- _KUTIPAN DOKUMEN_:
□ □ □

Jalan panjang yang harus dilalui korban dalam proses penegakan hukum kasus kekerasan seksual juga dipaparkan jurnalis lainnya, termasuk minimnya keberpihakan aparat penegak hukum (APH) kepada korban, sulitnya mencari bukti dan saksi dalam kasus tersebut, banyaknya kasus kekerasan seksual yang akhirnya diselesaikan dengan damai secara adat istiadat seperti yang terjadi di Papua, hingga pengalaman jurnalis di Aceh yang meliput banyaknya kasus kekerasan yang diselesaikan tidak dengan hukum positif melainkan dengan hukum qanon jinayah.
“Qanon ini tidak melindungi korban sepenuhnya, karena di sini untuk menjerat pelaku, penegak hukum hanya memberikan sanksi cambuk, pemotongan kurungan. Berbeda kalau penegak hukum menggunakan hukum positif yang tentunya lebih berpihak kepada korban,” ujar Nurmala dari Puja TV, FJPI Aceh.
Menanggapi hal ini, Diah Pitaloka (Anggota DPR RI/PDI Perjuangan) mengatakan, saat ini DPR RI masih terus berupaya untuk segera mensahkan RUU TPKS.

□ □ □

- _BAGIAN DATA_:
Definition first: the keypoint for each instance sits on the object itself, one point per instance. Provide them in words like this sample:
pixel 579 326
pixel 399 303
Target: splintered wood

□ □ □

- _HASIL YANG DIMINTA_:
Salin ulang bagian dari kutipan tentang kasus kekerasan seksual, mulai dari "Jalan panjang yang" sampai dengan "TV, FJPI Aceh.", tanpa mengubah satu kata pun.

- _JAWABAN LATIHAN_:
Jalan panjang yang harus dilalui korban dalam proses penegakan hukum kasus kekerasan seksual juga dipaparkan jurnalis lainnya, termasuk minimnya keberpihakan aparat penegak hukum (APH) kepada korban, sulitnya mencari bukti dan saksi dalam kasus tersebut, banyaknya kasus kekerasan seksual yang akhirnya diselesaikan dengan damai secara adat istiadat seperti yang terjadi di Papua, hingga pengalaman jurnalis di Aceh yang meliput banyaknya kasus kekerasan yang diselesaikan tidak dengan hukum positif melainkan dengan hukum qanon jinayah.
“Qanon ini tidak melindungi korban sepenuhnya, karena di sini untuk menjerat pelaku, penegak hukum hanya memberikan sanksi cambuk, pemotongan kurungan. Berbeda kalau penegak hukum menggunakan hukum positif yang tentunya lebih berpihak kepada korban,” ujar Nurmala dari Puja TV, FJPI Aceh.